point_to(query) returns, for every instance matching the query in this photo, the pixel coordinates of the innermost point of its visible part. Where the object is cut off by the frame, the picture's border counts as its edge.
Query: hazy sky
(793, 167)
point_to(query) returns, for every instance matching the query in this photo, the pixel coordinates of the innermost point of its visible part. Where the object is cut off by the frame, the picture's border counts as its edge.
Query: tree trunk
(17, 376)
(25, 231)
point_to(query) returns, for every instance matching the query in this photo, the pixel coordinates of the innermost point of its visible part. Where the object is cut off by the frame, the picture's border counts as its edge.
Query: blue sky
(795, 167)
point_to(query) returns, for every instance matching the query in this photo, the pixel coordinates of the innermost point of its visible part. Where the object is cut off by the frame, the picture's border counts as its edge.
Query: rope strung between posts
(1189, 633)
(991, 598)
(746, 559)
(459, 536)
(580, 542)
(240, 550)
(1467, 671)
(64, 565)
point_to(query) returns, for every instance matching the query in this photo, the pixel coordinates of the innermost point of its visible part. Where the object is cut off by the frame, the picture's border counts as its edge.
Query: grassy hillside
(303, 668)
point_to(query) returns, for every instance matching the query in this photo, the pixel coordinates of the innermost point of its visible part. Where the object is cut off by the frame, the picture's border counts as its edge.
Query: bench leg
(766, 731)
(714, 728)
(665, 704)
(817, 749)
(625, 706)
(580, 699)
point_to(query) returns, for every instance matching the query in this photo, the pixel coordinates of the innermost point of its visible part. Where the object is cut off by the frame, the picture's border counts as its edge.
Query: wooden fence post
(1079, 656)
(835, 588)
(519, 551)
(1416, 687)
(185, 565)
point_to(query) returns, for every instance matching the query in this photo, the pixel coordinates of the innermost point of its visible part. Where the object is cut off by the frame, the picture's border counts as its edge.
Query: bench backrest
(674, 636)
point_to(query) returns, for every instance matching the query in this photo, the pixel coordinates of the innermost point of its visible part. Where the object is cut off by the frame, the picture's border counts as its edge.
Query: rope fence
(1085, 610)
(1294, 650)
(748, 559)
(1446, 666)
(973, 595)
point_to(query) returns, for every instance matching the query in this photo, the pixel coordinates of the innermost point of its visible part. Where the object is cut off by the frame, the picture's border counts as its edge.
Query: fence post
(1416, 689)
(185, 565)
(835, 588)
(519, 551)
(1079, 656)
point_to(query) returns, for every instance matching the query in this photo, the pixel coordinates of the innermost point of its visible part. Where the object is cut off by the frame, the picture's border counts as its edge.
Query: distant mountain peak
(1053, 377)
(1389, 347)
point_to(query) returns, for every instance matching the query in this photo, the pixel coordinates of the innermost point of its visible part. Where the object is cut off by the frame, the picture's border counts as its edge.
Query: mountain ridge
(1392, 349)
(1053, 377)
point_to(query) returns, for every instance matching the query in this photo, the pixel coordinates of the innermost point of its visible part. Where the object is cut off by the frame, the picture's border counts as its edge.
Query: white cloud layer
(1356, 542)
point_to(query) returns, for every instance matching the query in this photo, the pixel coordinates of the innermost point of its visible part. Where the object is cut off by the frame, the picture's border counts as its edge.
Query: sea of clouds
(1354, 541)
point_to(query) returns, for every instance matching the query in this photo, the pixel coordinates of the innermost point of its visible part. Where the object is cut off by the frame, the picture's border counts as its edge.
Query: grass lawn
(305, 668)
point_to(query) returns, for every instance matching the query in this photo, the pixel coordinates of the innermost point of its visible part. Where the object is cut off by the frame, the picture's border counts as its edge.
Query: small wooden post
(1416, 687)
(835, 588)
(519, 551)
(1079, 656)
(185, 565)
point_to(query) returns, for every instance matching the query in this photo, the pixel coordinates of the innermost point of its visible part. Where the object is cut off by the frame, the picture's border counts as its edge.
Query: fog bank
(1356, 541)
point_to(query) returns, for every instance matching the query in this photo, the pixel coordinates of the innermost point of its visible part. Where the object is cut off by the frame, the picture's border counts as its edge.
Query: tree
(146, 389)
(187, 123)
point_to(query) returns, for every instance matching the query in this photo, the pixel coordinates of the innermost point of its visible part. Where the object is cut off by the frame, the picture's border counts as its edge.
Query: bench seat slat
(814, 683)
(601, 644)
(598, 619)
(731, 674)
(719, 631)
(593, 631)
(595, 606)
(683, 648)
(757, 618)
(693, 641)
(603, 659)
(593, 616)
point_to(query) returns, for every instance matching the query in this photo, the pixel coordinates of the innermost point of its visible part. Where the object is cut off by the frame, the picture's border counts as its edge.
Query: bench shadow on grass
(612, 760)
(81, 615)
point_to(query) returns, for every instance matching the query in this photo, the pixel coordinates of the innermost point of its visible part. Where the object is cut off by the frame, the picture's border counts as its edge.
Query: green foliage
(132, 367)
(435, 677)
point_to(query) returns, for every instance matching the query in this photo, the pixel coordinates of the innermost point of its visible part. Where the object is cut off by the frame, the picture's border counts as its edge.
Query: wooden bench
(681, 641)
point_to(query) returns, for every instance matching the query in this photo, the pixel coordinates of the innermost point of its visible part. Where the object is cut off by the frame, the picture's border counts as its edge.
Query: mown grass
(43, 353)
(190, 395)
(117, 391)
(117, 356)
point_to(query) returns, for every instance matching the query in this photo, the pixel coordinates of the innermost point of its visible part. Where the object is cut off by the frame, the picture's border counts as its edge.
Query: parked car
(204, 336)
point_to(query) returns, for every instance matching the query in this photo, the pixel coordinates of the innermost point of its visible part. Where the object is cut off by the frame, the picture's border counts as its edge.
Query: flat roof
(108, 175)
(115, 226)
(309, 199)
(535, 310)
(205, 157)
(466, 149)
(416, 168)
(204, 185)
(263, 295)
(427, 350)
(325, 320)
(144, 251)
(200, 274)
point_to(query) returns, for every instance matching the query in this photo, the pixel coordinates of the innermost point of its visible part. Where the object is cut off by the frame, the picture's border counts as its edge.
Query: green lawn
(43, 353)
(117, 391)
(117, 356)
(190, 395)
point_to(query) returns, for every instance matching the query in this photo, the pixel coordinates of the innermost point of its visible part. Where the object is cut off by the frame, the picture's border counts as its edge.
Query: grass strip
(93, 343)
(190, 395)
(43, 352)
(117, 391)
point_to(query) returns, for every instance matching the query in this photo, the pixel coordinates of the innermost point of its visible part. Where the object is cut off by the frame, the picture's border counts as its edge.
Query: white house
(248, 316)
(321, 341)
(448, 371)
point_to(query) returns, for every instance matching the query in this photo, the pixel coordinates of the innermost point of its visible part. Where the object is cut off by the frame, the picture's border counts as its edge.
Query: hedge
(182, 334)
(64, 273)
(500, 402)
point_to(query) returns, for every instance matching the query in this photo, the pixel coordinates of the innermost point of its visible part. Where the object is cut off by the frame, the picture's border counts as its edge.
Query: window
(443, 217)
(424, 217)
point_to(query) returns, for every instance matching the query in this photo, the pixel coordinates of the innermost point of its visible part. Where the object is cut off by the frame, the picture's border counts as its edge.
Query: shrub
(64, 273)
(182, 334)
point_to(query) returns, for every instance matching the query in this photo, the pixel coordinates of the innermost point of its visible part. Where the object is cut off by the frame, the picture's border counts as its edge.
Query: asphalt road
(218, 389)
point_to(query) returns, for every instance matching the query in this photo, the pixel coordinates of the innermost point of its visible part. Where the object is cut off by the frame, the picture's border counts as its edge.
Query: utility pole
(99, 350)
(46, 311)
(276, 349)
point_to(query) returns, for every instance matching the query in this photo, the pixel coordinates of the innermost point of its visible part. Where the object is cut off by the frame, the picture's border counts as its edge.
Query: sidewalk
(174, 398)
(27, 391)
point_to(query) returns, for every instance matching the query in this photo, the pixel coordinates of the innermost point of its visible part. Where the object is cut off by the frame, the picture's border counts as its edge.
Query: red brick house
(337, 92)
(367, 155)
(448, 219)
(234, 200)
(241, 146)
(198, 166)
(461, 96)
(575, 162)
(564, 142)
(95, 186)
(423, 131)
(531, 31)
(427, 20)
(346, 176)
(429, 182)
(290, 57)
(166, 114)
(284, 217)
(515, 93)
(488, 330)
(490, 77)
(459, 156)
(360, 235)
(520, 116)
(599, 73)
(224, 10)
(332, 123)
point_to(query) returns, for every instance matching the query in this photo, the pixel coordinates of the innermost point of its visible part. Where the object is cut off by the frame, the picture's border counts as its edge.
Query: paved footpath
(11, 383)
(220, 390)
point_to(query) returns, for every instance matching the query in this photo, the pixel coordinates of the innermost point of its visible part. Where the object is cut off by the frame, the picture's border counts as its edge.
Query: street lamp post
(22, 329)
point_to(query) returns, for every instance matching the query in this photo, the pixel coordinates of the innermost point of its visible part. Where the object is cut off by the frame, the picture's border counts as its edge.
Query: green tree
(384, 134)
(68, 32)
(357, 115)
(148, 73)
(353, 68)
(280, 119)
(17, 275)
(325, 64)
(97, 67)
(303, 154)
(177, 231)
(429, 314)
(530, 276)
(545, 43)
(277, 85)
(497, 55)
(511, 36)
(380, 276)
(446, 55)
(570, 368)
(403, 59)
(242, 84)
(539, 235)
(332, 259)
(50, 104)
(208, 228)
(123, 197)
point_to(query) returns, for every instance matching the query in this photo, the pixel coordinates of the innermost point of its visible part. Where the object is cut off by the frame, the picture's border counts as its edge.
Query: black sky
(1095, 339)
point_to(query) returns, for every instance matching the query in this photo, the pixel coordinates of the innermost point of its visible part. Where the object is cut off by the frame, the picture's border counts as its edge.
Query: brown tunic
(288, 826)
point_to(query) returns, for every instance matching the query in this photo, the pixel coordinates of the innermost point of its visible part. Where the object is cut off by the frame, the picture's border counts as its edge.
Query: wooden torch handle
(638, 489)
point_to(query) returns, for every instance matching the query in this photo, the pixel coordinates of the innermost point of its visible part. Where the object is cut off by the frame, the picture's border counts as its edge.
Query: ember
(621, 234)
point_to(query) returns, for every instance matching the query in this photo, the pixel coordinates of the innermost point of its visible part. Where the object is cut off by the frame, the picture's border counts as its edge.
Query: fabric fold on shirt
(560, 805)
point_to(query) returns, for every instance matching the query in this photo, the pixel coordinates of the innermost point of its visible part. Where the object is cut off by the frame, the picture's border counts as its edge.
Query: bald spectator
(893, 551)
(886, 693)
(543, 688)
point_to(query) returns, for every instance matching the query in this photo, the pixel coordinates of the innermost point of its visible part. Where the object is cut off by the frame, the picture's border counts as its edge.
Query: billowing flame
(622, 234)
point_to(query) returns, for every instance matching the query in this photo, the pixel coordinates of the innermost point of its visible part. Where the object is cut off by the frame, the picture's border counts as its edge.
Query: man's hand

=-=-=

## [WHAT THE TASK ASKS]
Please extract from the data above every line that contains the word "house", matching case exactly.

## [WORKED SOLUTION]
Query: white house
Query: red brick house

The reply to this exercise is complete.